DO THIS. Reproduce all of the entries below word for word, leaving out the pictures.
--- START ---
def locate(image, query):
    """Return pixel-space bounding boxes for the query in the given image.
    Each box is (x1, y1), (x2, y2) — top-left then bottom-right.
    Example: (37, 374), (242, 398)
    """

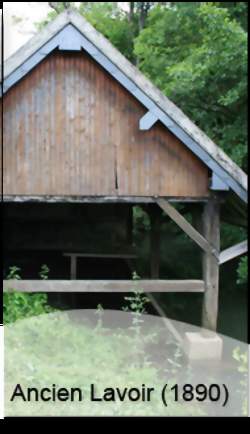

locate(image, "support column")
(202, 198), (220, 331)
(149, 208), (161, 279)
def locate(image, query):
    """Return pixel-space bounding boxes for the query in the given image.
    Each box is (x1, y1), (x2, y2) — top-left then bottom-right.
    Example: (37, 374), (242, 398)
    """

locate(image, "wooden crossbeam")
(156, 199), (219, 259)
(219, 240), (248, 265)
(3, 280), (205, 293)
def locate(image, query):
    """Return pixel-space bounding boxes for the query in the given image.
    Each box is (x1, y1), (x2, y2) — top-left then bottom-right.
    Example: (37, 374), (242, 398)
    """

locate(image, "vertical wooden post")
(150, 209), (161, 279)
(202, 199), (220, 331)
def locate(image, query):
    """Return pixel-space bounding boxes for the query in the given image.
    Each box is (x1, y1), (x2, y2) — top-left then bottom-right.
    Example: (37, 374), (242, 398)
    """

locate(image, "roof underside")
(3, 11), (247, 208)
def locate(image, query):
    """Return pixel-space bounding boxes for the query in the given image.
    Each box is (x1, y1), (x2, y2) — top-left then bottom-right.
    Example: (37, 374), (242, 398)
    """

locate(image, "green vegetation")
(3, 265), (54, 324)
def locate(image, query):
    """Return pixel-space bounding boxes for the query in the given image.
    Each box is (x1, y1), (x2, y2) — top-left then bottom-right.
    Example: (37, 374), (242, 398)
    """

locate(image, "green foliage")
(233, 347), (248, 416)
(3, 265), (54, 324)
(237, 256), (248, 284)
(3, 292), (53, 324)
(79, 2), (134, 61)
(135, 2), (247, 169)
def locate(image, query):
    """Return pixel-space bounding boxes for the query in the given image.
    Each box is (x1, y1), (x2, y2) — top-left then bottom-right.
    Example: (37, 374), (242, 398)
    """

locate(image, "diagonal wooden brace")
(156, 198), (219, 259)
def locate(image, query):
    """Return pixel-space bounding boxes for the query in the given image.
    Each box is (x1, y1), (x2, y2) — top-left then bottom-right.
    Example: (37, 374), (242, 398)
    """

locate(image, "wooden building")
(3, 11), (247, 330)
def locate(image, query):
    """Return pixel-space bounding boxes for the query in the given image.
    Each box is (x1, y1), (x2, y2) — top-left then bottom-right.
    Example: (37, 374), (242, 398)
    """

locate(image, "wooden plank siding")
(3, 52), (209, 198)
(3, 279), (205, 293)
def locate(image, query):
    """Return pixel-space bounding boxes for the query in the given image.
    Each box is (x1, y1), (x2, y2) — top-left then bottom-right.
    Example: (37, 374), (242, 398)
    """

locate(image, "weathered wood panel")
(3, 49), (208, 197)
(3, 280), (205, 292)
(219, 240), (248, 265)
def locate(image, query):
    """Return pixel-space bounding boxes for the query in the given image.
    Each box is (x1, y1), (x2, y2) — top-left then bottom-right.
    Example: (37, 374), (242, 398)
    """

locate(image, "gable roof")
(3, 10), (247, 202)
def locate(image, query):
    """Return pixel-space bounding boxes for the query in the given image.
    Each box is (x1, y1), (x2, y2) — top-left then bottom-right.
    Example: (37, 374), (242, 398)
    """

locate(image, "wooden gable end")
(3, 52), (209, 197)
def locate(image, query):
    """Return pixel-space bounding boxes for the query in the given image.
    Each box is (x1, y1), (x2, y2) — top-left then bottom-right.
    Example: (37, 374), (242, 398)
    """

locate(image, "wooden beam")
(3, 280), (205, 292)
(202, 200), (220, 331)
(148, 207), (161, 279)
(156, 199), (218, 258)
(147, 292), (183, 344)
(219, 240), (248, 265)
(3, 194), (211, 204)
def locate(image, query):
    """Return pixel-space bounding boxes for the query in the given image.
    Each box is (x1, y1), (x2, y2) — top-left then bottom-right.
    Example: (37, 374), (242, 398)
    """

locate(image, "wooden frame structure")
(3, 11), (247, 330)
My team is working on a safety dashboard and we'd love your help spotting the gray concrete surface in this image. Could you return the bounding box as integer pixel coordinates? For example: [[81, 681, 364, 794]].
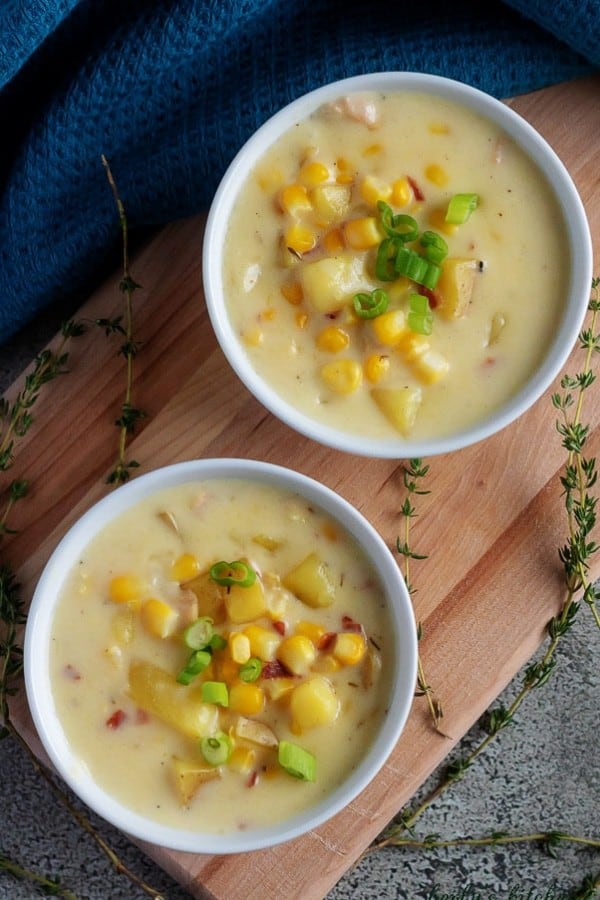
--- END ---
RIGHT ANSWER.
def locate(image, query):
    """Return pixel-space bounding boxes for the query in the given image.
    Each box is (x1, y1), (x2, y2) — top-left then bottom-right.
    Example: (37, 374), (242, 398)
    """


locate(image, "support column")
(202, 198), (220, 331)
(149, 208), (161, 279)
def locate(image, query):
    """Return pixel-space bounding boxes for the query in the given image.
    Each box is (x1, y1), (x2, y2) — top-left then bottom-right.
    Example: (37, 374), (242, 398)
    """

locate(image, "wooden crossbeam")
(156, 199), (219, 259)
(219, 240), (248, 265)
(3, 280), (205, 293)
def locate(image, query):
    """Return pixel-space bounding boxes for the query in the given image.
    Each box is (x1, y1), (x2, y2) — top-left then bottom-right.
    Example: (37, 374), (242, 398)
    """

locate(image, "vertical wooden post")
(150, 209), (161, 279)
(202, 199), (220, 331)
def locate(image, query):
    """Return pixel-space bounding boxes for the query in the given image.
    Each box is (x1, y1), (x2, y2) — top-left then bottom-right.
    Example: (37, 374), (242, 398)
    """

locate(image, "roof underside")
(3, 11), (247, 208)
def locate(image, query):
    """Return pixel-space bounding boxes for the query in the given image.
    Each box is (x1, y1), (x2, y2) — top-left then bottom-right.
    Example: (37, 374), (242, 398)
    """

locate(image, "green vegetation")
(3, 265), (54, 324)
def locate(image, query):
    """Return pixel-space bounding boxes for the query in the given image.
    Each box is (x1, y1), (x2, y2) — top-left then bottom-right.
    Example: (37, 374), (242, 398)
    """

locate(image, "green foliage")
(233, 347), (248, 416)
(3, 265), (54, 324)
(237, 256), (248, 284)
(3, 292), (53, 324)
(79, 2), (134, 61)
(135, 2), (247, 169)
def locate(image, query):
    """Return pixel-space bounding boxes for the query in the given image.
    Each box is (x1, y1), (x2, y2) — top-left then bottom-right.
    Example: (37, 374), (242, 398)
    """

locate(image, "diagonal wooden brace")
(156, 198), (219, 259)
def locate(image, query):
    """Return pixel-space bounding boxes for the query in the given image.
    Each box is (x1, y1), (x2, y2) — top-left then bottom-right.
    Example: (37, 374), (242, 398)
    """

locate(image, "wooden building")
(3, 11), (247, 330)
def locate(image, query):
    """Return pixel-space bounding boxes for the query in the given image.
    Each box is (x1, y1), (x2, y2) — top-left then bottom-right.
    Example: (37, 374), (242, 398)
    """

locate(image, "wooden plank siding")
(3, 52), (209, 198)
(3, 279), (205, 293)
def locate(image, query):
    """Return pixel-space bounding boxes for the query in the given image.
    Each box is (x1, y1), (x2, y2) — top-left then bottom-right.
    Example: (37, 374), (242, 398)
    """

locate(image, "weathered wood panel")
(3, 49), (208, 197)
(3, 280), (205, 292)
(219, 240), (248, 265)
def locate(image, query):
    """Return pixel-space bounding boxes for the query in the given image.
    Each box is (x1, y1), (x2, y2) — top-left then bottom-right.
    Example: (37, 374), (242, 398)
    """

locate(image, "gable roof")
(3, 10), (247, 202)
def locate(image, query):
    """Return pixel-space bounding boxes for the query in the given image.
    Each box is (x1, y1), (x2, y2) — top-left then bottom-right.
    Example: (37, 374), (242, 398)
    """

locate(image, "wooden gable end")
(3, 52), (209, 197)
def locate(image, query):
    """Return pixel-space bounding boxes for the query in the given image.
    Each box is (x1, y1), (x2, y2) — top-left then bottom-right.
    Example: (37, 374), (242, 398)
    """

locate(image, "wooden beam")
(3, 280), (205, 292)
(202, 200), (220, 331)
(148, 207), (161, 279)
(156, 199), (218, 258)
(147, 292), (183, 344)
(219, 240), (248, 265)
(3, 194), (211, 204)
def locate(image, query):
    """Return pixel-space bounding boxes for the query in the given image.
    Each box is (x1, y1), (x2, y2) — top-left then bottom-right.
    Example: (37, 374), (242, 398)
    """

locate(image, "wooden frame structure")
(3, 11), (247, 330)
My team is working on a safety dashboard and we'd love your help spotting the gray concrete surface in this image. Could you return the bounding box as integer pixel coordinates? For example: [[81, 681, 364, 794]].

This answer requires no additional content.